▸ **INSTRUCTIONS**
• A. In the Kisima Music Awards text, who replaced Tedd Josiah as CEO of the awards in 2005?
• B. Pull out every line of the rows that contains the string "helmet". Case counts.

== SOURCE EXCERPT ==

The Kisima Music Awards is an annual awards program that recognises musical talent in East Africa. Despite being Kenyan-based the scheme awards artists from a variety of countries, predominantly Kenya, Uganda and Tanzania, and incorporates a range of music genres.

History

Named after the Swahili word for "well" the Kisima Awards was founded by Pete Odera and Tedd Josiah in 1994. The scheme initially aimed to recognise outstanding achievement in the performing arts and associated spheres such as education and business, and was held locally at Nairobi's Braeburn Theatre with clay trophies being awarded. This process continued annually with the awards being held at the Carnivore Restaurant, however in 1997 the scheme was discontinued.

The awards were revitalised in 2003, with organisers arranging to coincide its events with the Fête de la Musique. With increased funding and support from both government and sponsors the new scheme featured updated nomination and voting processes, larger award ceremonies held at a customised Kisima Dome tent and targeted artists from across the nation. However rather than all performing arts the new awards now recognised only musical talent. 

In 2004 the scheme was expanded to incorporate artists from all of East Africa, no longer restricting the talent to Kenya, and subsequently recognised musicians from Uganda and Tanzania. In 2005 Tedd Josiah stepped down as CEO of the awards amid controversy surrounding his winning of the Best Producer Award, appointing Victor Mayeya Odwori in his place.

The awards have since continued to expand, attracting international entrants and personalities, and have come to be an integral part of both Kenyan music and culture. However, the 2008 event was repeatedly delayed and eventually held a year later.

Awards process

Categories

The Kisima Music Awards aim to cover a diverse range of music genres and the variety of roles within production. The categories have changed regularly since 2003, however those frequently recognised within the scheme are:

 Best artist/group performing:
 Afro-fusion
 Asian Music
 Boomba Rap
 Boomba Pop
 Contemporary Gospel
 Eastern Benga
 Western Benga
 Hip hop
 R&B
 Rap
 Reggae/Ragga
 Traditional
 Best Artist/Group from Kenya/Tanzania/Uganda nb: separate award for each country
 Best Music Video Kenya/Tanzania/Uganda nb: separate award for each country
 Best Song
 Best Album
 Best Collaboration
 Best Male Performer
 Best Female Performer
 Most Promising Performer
 Best Group
 Producer of the Year
 Most Socially Aware Artist

Nomination and voting

Artists, groups and producers are able to nominate themselves for an award or be nominated, although they must approve the latter. To be eligible for nomination artists must have worked on a song or album that has been released in the year prior to the entry. A hard copy of the nominee's profile, photographs and a sample CD/cassette is required with the entry form.

===
== RECORDS SHOWN ==

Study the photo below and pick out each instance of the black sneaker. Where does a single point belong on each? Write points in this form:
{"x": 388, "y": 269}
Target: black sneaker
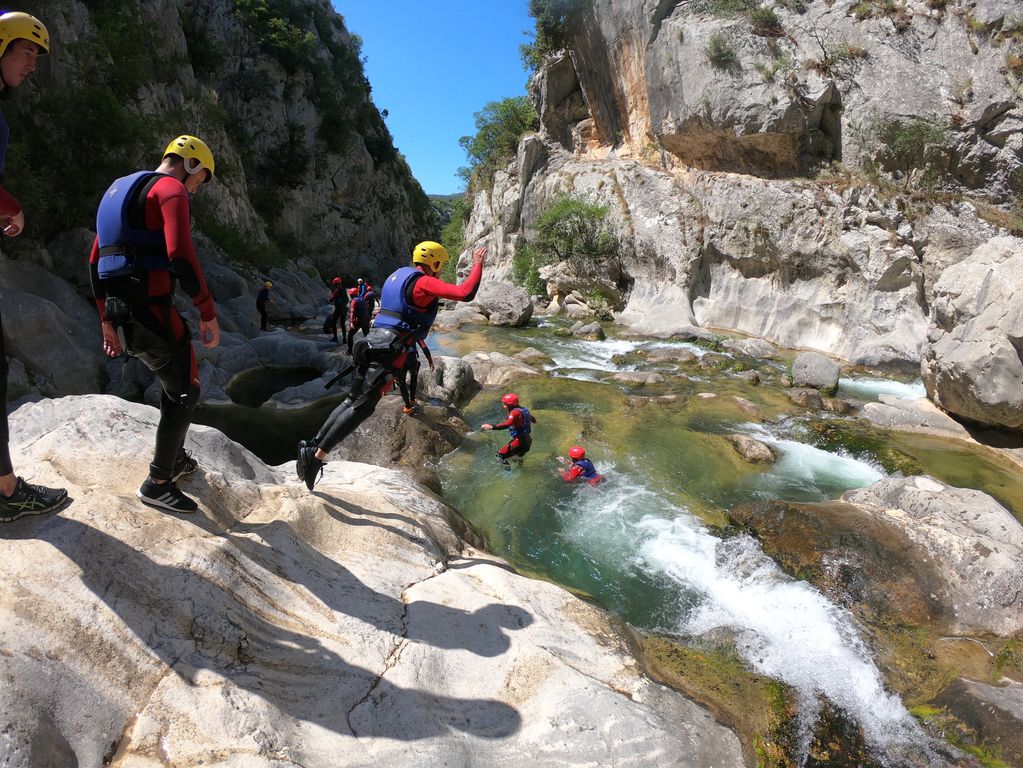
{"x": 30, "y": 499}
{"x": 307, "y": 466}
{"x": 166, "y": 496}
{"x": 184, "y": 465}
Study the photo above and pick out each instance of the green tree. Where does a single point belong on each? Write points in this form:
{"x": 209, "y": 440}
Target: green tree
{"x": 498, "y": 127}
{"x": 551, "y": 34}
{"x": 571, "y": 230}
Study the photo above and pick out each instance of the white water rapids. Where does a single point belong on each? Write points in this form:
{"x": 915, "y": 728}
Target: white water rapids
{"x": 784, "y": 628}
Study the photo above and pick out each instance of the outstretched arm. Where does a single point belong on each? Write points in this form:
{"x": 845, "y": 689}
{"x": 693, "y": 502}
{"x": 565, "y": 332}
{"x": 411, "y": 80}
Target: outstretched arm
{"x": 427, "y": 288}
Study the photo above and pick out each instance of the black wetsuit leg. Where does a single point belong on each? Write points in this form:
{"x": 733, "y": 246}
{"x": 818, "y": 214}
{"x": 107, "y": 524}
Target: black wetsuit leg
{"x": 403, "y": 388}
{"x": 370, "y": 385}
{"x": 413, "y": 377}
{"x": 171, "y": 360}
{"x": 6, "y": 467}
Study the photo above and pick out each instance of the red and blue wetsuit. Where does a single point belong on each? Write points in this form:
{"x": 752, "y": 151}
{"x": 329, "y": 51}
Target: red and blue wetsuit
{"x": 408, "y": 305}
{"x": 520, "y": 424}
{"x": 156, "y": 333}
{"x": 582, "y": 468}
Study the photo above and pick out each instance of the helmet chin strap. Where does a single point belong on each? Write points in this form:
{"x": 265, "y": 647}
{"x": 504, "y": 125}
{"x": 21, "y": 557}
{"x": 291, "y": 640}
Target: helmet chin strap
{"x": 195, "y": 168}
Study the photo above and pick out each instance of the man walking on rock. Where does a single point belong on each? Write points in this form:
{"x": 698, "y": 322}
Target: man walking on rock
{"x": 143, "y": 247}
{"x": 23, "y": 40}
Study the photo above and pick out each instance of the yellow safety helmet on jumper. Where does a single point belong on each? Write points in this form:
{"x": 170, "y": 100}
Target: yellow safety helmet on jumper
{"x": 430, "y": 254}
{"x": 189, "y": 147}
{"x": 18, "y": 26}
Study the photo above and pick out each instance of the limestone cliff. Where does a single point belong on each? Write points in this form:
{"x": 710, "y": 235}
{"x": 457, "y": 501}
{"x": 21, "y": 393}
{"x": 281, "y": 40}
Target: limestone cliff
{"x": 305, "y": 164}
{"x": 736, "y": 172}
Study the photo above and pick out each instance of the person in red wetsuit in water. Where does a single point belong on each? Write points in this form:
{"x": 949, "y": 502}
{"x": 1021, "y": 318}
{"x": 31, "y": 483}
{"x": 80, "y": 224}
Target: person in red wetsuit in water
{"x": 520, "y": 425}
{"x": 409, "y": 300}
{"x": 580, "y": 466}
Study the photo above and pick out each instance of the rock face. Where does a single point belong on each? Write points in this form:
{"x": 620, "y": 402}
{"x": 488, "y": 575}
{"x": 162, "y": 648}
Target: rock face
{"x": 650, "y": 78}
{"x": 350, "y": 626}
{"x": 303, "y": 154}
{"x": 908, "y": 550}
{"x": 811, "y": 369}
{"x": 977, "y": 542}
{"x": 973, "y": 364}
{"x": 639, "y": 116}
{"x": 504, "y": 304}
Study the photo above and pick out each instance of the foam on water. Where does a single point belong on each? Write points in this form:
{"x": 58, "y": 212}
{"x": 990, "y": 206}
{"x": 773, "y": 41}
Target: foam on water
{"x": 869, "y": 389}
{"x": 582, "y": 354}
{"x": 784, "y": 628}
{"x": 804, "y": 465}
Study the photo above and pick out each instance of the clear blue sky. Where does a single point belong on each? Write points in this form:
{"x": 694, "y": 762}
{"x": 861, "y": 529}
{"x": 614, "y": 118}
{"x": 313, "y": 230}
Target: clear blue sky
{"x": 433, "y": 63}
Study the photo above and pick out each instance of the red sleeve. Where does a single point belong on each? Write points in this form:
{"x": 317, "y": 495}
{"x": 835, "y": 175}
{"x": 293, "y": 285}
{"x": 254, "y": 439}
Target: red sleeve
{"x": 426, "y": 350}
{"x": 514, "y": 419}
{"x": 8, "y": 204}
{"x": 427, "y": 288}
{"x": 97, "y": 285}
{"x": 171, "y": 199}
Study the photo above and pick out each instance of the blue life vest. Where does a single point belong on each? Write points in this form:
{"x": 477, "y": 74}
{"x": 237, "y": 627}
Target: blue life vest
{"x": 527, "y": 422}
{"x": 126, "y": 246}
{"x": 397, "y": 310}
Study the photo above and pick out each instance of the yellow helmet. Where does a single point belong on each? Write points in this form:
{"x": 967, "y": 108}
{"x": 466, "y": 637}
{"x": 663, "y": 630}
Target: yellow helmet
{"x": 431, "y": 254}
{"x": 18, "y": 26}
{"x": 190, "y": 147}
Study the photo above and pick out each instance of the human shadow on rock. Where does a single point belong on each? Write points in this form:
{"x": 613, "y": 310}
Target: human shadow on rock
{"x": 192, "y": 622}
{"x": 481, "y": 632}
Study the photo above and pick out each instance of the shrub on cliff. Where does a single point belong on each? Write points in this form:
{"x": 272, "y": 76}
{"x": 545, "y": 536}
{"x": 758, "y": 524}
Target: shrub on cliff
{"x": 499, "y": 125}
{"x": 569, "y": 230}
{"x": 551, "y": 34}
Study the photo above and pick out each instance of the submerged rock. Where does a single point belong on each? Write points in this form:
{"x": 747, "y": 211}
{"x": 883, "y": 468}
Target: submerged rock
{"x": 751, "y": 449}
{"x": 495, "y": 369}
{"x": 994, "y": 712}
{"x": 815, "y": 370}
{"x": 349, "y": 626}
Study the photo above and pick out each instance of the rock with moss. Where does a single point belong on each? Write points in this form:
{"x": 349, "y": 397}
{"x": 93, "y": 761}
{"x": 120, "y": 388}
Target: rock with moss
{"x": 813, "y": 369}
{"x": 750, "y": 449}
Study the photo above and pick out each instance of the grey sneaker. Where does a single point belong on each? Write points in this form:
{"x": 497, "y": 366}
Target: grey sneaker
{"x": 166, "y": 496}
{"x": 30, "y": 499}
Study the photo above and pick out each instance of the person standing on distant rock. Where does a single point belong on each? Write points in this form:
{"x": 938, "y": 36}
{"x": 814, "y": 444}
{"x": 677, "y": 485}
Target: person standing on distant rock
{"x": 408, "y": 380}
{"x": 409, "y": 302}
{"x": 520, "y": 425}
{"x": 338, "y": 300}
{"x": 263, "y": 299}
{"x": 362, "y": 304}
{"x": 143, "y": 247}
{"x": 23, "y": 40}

===

▸ **PROBLEM SOLUTIONS**
• A. Victor Mayeya Odwori

• B.
Study the photo above and pick out each instance of the helmet chin strap. Where does a single point belong on each? Write points in this form:
Target: helmet chin strap
Study the photo above and pick out each instance of the yellow safety helmet on jumper. Where does a single point belong on each? Write points in this form:
Target: yellow safety helmet on jumper
Study the photo above and pick out each instance of the yellow helmet. Where does a single point belong on each? Write points in this form:
Target: yellow helmet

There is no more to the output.